▶ **WHAT THE TASK ASKS**: Set the records down again in full, with every word kept.

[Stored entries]
────────────────────
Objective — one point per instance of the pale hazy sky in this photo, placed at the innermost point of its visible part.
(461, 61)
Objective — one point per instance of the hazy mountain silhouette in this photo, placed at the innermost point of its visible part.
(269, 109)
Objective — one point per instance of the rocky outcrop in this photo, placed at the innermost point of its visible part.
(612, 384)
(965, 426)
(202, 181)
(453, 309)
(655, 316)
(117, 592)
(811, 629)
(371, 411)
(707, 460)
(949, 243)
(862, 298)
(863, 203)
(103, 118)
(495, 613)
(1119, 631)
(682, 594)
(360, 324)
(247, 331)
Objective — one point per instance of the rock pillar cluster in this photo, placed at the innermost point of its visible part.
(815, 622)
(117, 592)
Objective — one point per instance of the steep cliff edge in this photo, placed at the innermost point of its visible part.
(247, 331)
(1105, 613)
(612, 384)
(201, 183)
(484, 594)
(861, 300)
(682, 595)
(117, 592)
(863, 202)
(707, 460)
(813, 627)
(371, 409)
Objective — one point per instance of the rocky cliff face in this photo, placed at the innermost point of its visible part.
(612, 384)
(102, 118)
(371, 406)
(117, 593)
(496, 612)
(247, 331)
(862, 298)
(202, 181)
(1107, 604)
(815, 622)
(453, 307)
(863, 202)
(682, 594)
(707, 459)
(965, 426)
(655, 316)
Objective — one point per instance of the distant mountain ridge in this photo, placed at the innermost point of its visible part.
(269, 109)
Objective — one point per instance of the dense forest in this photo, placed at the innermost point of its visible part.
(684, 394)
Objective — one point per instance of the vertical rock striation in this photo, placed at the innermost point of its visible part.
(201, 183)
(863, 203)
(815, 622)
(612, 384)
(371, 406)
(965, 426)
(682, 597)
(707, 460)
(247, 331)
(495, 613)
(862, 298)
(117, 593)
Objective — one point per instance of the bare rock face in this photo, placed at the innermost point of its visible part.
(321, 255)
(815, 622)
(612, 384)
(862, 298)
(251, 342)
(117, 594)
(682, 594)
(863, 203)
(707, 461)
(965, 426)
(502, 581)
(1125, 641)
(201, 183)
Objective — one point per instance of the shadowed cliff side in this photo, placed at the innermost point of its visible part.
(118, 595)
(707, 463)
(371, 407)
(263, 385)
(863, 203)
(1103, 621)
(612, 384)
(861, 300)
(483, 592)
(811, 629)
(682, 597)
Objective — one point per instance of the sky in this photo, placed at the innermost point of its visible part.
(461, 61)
────────────────────
▶ **RESULT FOR THIS TASK**:
Objective — one point per instance of the pale hazy sky in this photo, placed at the innermost point of its visible part.
(461, 61)
Objective — one point per instance of the hazy mountain silhouette in this photo, placed at the innermost point of its visible part.
(269, 109)
Objective — one point per instance of the rocky outcrop in this photo, placed at the innermost point of its visible part.
(612, 384)
(965, 426)
(202, 181)
(453, 309)
(655, 316)
(117, 592)
(811, 629)
(371, 411)
(707, 460)
(949, 243)
(862, 298)
(863, 203)
(103, 118)
(495, 613)
(1119, 631)
(682, 594)
(360, 324)
(247, 331)
Objective — one point per instance of the rock pillar cluster in this photo, placed at the innermost point of its visible part.
(815, 622)
(117, 592)
Objective — one point per instance of the steep cliff edge in this photo, placed at the innermost point of its visible part.
(247, 331)
(1105, 613)
(612, 384)
(201, 183)
(484, 594)
(861, 300)
(682, 595)
(117, 592)
(863, 202)
(707, 460)
(813, 627)
(371, 409)
Objective — one point per instance of the rocky cliff face in this photo, placed at the innermost point of its visible part.
(612, 384)
(102, 118)
(371, 406)
(117, 593)
(496, 612)
(247, 331)
(862, 298)
(202, 181)
(1107, 604)
(815, 622)
(453, 307)
(863, 202)
(682, 594)
(707, 459)
(965, 426)
(655, 316)
Objective — one point per instance of the distant mountain ridge in this photo, placed at the innermost point of its visible part.
(269, 109)
Objective — one point per instance of the dense forest in this photo, placed at the innermost point of its visible part.
(684, 394)
Objective — one point per instance of the vertical rock striation in this photo, placed at the innermost point of its visible part.
(201, 183)
(863, 203)
(815, 622)
(612, 384)
(371, 406)
(965, 426)
(682, 597)
(707, 460)
(247, 331)
(495, 613)
(862, 298)
(117, 593)
Objective — one point per instance of the bare rock face in this photo, placed at the innermost point of its visible part.
(321, 255)
(815, 622)
(612, 384)
(862, 298)
(251, 342)
(117, 594)
(682, 594)
(863, 203)
(707, 461)
(965, 426)
(502, 581)
(1125, 641)
(201, 183)
Objective — one point per instance of the shadowed cliff side in this photo, placed at the innermost point of its visible part.
(118, 595)
(707, 463)
(371, 407)
(263, 385)
(863, 203)
(1103, 621)
(612, 384)
(861, 300)
(483, 592)
(811, 629)
(682, 597)
Objective — one point per instance of the sky in this photo, placed at the innermost point of its visible part.
(461, 61)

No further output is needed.